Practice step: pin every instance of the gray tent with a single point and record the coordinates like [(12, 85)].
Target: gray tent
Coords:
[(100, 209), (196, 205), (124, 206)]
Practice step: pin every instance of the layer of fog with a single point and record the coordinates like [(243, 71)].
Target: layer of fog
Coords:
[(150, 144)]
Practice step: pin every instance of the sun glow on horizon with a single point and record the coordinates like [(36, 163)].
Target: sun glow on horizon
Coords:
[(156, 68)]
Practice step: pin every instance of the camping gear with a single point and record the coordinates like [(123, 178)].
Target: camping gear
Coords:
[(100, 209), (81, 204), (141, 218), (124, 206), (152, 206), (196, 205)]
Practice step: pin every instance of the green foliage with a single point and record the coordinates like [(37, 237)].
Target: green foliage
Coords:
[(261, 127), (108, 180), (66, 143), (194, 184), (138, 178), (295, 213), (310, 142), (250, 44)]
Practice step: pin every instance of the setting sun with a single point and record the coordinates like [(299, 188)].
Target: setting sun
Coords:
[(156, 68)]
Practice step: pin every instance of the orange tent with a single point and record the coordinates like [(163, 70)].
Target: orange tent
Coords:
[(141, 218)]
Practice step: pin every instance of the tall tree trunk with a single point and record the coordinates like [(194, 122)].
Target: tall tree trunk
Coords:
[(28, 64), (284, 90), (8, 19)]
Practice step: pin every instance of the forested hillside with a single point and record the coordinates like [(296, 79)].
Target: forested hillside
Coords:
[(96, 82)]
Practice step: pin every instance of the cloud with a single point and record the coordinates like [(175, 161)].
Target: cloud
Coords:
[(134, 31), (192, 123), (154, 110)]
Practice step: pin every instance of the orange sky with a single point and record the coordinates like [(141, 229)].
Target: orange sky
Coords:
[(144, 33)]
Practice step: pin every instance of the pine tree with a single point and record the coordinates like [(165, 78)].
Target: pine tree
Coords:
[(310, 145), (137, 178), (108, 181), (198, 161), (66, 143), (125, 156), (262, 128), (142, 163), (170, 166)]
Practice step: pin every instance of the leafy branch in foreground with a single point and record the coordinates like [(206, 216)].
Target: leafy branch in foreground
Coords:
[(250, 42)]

▬▬▬▬▬▬

Where does the word "setting" appear in the records? Copy every line that holds it.

Response to this exercise:
Practice step: pin every instance of the setting sun with a single point and record the coordinates like [(299, 188)].
Target: setting sun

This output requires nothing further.